# Work item:
Determine how many lines below contain the word "thatched", then write that number by itself.

Natural language region descriptions
━━━━━━━━

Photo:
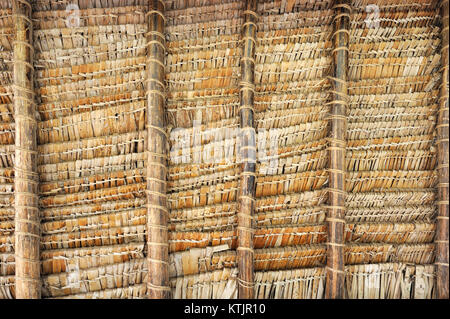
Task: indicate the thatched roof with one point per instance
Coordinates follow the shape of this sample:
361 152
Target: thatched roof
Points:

━━━━━━━━

# Result below:
2